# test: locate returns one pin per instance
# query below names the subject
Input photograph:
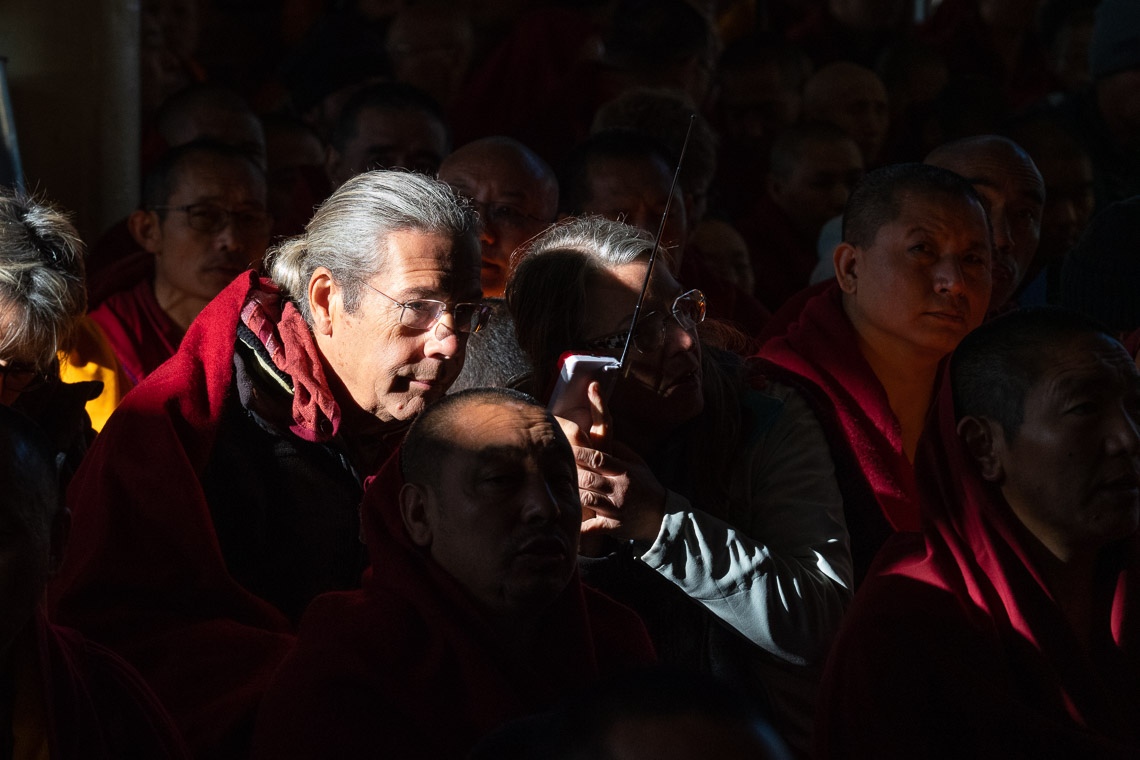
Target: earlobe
(982, 441)
(146, 229)
(414, 513)
(846, 262)
(324, 297)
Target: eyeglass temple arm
(652, 254)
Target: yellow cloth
(92, 358)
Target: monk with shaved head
(515, 193)
(854, 99)
(1014, 194)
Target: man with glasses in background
(204, 220)
(515, 193)
(222, 495)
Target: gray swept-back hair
(348, 235)
(547, 291)
(42, 289)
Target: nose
(539, 503)
(947, 275)
(1125, 438)
(444, 341)
(678, 340)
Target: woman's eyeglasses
(649, 335)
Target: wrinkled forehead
(1086, 361)
(206, 173)
(507, 427)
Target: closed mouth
(543, 546)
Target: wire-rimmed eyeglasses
(649, 335)
(212, 218)
(423, 313)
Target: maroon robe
(97, 708)
(145, 571)
(955, 648)
(819, 354)
(409, 668)
(782, 261)
(140, 333)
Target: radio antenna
(652, 254)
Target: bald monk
(854, 99)
(516, 195)
(912, 278)
(473, 613)
(1014, 195)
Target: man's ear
(846, 262)
(325, 297)
(146, 229)
(60, 533)
(983, 440)
(414, 512)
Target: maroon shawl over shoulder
(821, 348)
(409, 668)
(144, 572)
(97, 707)
(954, 646)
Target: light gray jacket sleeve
(781, 573)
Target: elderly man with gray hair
(222, 495)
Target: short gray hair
(552, 276)
(348, 235)
(42, 288)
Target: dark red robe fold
(954, 646)
(140, 333)
(409, 668)
(97, 708)
(819, 354)
(145, 573)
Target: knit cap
(1101, 274)
(1115, 45)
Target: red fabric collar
(291, 346)
(821, 346)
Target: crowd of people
(865, 482)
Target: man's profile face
(925, 280)
(635, 190)
(401, 138)
(1014, 195)
(514, 202)
(819, 186)
(192, 263)
(505, 513)
(1072, 472)
(390, 370)
(860, 108)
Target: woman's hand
(620, 491)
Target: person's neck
(179, 308)
(908, 376)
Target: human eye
(423, 305)
(506, 214)
(205, 214)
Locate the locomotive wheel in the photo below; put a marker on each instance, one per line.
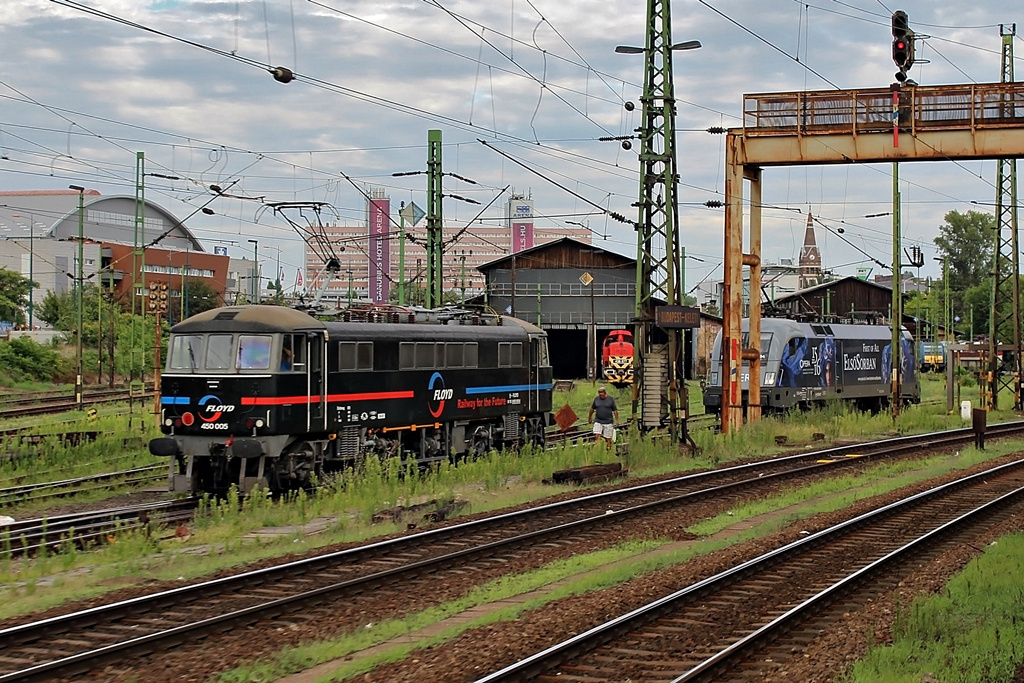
(481, 442)
(535, 432)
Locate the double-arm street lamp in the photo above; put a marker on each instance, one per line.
(255, 270)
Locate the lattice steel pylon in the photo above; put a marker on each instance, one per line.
(658, 353)
(1005, 315)
(435, 244)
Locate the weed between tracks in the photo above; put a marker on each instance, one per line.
(594, 571)
(971, 632)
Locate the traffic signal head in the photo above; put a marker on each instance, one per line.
(903, 51)
(901, 25)
(902, 42)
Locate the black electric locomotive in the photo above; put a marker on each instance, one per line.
(803, 364)
(269, 396)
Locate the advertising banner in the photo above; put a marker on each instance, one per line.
(380, 253)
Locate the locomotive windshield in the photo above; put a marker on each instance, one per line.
(254, 351)
(185, 352)
(225, 352)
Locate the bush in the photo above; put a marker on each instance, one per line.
(25, 359)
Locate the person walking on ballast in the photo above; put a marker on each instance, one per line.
(607, 417)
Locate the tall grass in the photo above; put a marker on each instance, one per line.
(971, 632)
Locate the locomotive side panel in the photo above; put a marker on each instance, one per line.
(262, 395)
(805, 364)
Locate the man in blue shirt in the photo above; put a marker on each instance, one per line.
(607, 416)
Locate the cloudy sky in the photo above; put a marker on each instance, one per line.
(85, 86)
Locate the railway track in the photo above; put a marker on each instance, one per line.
(83, 529)
(37, 492)
(337, 586)
(48, 404)
(712, 630)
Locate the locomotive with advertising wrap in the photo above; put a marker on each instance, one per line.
(270, 396)
(804, 364)
(616, 358)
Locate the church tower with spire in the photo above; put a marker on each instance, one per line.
(810, 258)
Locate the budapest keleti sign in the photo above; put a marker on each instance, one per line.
(675, 317)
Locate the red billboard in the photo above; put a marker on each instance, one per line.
(380, 254)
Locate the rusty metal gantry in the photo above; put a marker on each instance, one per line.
(935, 123)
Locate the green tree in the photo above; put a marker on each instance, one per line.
(13, 296)
(199, 297)
(966, 240)
(23, 359)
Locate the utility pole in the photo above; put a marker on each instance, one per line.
(1005, 315)
(138, 263)
(434, 220)
(401, 254)
(896, 321)
(79, 282)
(658, 353)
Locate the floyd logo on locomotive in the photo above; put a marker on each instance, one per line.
(210, 403)
(437, 393)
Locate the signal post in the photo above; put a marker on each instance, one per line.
(158, 306)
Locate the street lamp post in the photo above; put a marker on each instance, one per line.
(255, 271)
(78, 292)
(32, 258)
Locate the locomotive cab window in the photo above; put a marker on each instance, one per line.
(540, 352)
(186, 352)
(510, 354)
(254, 351)
(218, 351)
(355, 355)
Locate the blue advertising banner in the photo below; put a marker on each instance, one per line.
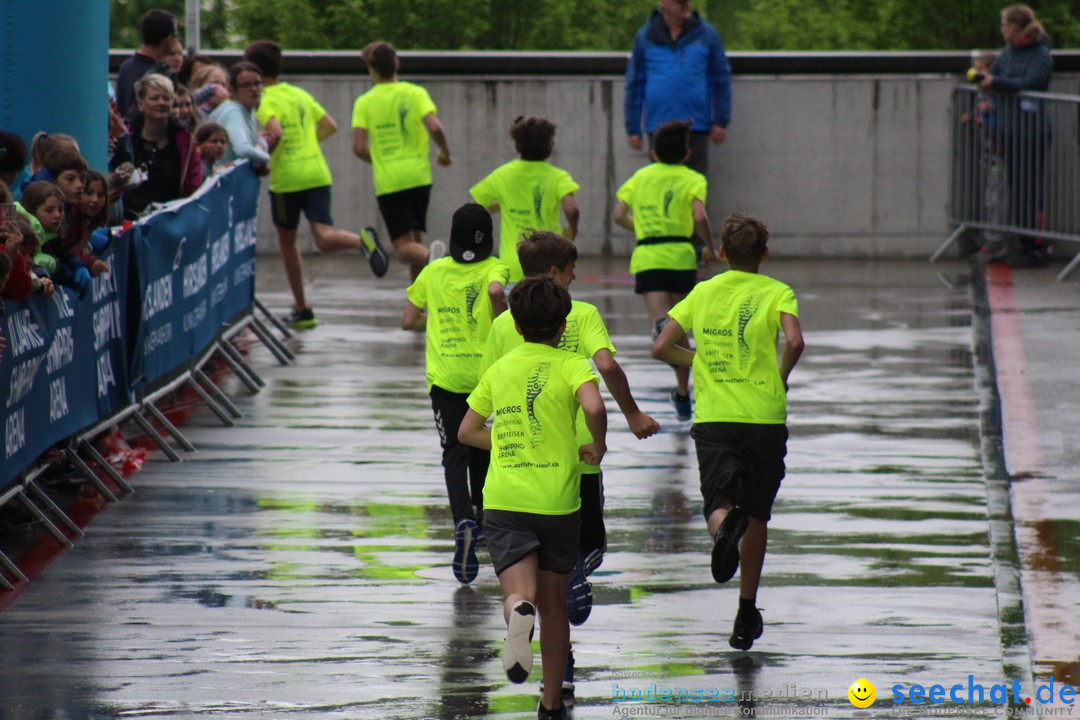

********************

Assignment => Give the listing again word for word, but drop every picture.

Answer to this exercise =>
# test: locate returns one pin per instance
# query below names the subject
Input photograph:
Target: earlobe
(982, 441)
(146, 229)
(414, 513)
(846, 262)
(324, 297)
Target: eyeglass temple arm
(652, 254)
Target: yellow cloth
(92, 358)
Target: monk with shaved head
(515, 193)
(854, 99)
(1014, 194)
Target: man with glasses in background
(204, 220)
(515, 193)
(222, 495)
Target: gray swept-back hair
(348, 235)
(547, 291)
(42, 289)
Target: nose
(539, 503)
(947, 275)
(1125, 438)
(444, 341)
(678, 340)
Target: woman's eyeglasses
(649, 335)
Target: wrinkled forehead
(1086, 361)
(206, 173)
(507, 427)
Target: closed mouth
(543, 546)
Target: wire-rimmed eyeglasses
(649, 335)
(212, 218)
(423, 313)
Target: maroon robe
(97, 708)
(145, 571)
(955, 648)
(819, 354)
(409, 668)
(782, 261)
(140, 333)
Target: radio antenna
(652, 254)
Target: bald monk
(854, 99)
(516, 195)
(912, 278)
(473, 613)
(1014, 195)
Target: man's ear
(846, 262)
(325, 297)
(146, 229)
(60, 533)
(983, 440)
(414, 512)
Target: maroon shawl over shoulder
(821, 348)
(409, 668)
(144, 572)
(97, 707)
(954, 646)
Target: light gray jacket sleeve
(781, 573)
Target: elderly man with gray hair
(222, 495)
Target: short gray hair
(552, 276)
(348, 235)
(42, 288)
Target: dark red robe fold
(954, 646)
(140, 333)
(409, 668)
(97, 708)
(819, 354)
(145, 573)
Target: knit cap
(1101, 274)
(1115, 45)
Target: red fabric collar
(291, 346)
(821, 346)
Target: crowd of people
(865, 482)
Target: man's profile face
(925, 280)
(635, 190)
(401, 138)
(1014, 195)
(514, 202)
(819, 186)
(192, 263)
(505, 513)
(1072, 472)
(390, 370)
(860, 108)
Target: woman's hand
(620, 491)
Target: person's neck
(179, 308)
(908, 376)
Target: human eye
(423, 305)
(506, 214)
(205, 214)
Locate the locomotive wheel in the photo below; put a marker on each instance, one per line.
(481, 442)
(535, 432)
Locate the double-arm street lamp in the photo above; put a marker on each instance, one per line.
(255, 270)
Locate the lattice steel pylon in the photo above; put a marker on each instance, one per line.
(658, 353)
(1005, 315)
(435, 244)
Locate the weed between tracks in the photo above; put a marker on each instance, one per line.
(594, 571)
(971, 632)
Locate the traffic signal head in the photo above; put a marker on each instance, one per line.
(903, 51)
(901, 25)
(902, 42)
Locate the black electric locomotive in the photo above; put a marker on each instance, one per line.
(803, 364)
(269, 396)
Locate the advertising banner in the photo above; put a marker on each instance, one per line.
(380, 253)
Locate the locomotive windshield in the photo above; put a marker on each instance, one per line.
(254, 351)
(185, 352)
(225, 352)
Locate the bush in the photo above; put a marker on each instance, one per line.
(25, 359)
Locate the person walking on ballast in the photo above; put a marker on each instance, one per line.
(607, 417)
Locate the tall grass in the photo above; put a marker on each instance, one per line.
(971, 632)
Locate the locomotive side panel in the photo above; put a marker on each instance, one per line.
(262, 395)
(805, 364)
Locate the man in blue shirt in the photo above; put a marker on each instance, one per line.
(607, 416)
Locate the cloudy sky in the photo above; put a marker on each instance, one per line.
(85, 86)
Locate the railway track in the photo above; put a marker on each instance, one per line.
(83, 529)
(37, 492)
(337, 586)
(48, 404)
(712, 630)
Locate the locomotive with advertising wrap in the photo above; put a marker on each instance, one per line.
(270, 396)
(804, 364)
(616, 358)
Locate the church tower with spire in the photo above; put a marker on each instance, one per line.
(810, 258)
Locate the budapest keleti sign in the photo above; put a marker on each instance, one per line.
(675, 317)
Locate the red billboard in the photo above; put a marker on each instance, one per line.
(380, 254)
Locate the rusty metal gantry in the photo above; put a marker on each instance, one per line.
(935, 123)
Locate the green tree in the photo above; put a marker on each instance, one per line.
(13, 296)
(199, 297)
(966, 240)
(23, 359)
Locate the utility pole in the photo above; put a marker on each instance, one per line.
(1005, 315)
(138, 263)
(434, 220)
(401, 254)
(896, 321)
(79, 282)
(658, 353)
Locate the floyd logo on locomotive in the photo above; put a marker on each instance, one per line.
(210, 403)
(437, 393)
Locate the signal post in the photo above; put a marker on each instance, one per line.
(158, 306)
Locate the street lamp post in the photo above; put a marker on each instance, one per line.
(255, 271)
(78, 292)
(32, 258)
Locate the locomotive cab window in the photo above; put a marker on each instance, one per line.
(540, 352)
(186, 352)
(510, 354)
(254, 351)
(218, 351)
(355, 355)
Locate the blue advertising banner in the photo below; put a marker on each instance, one per line.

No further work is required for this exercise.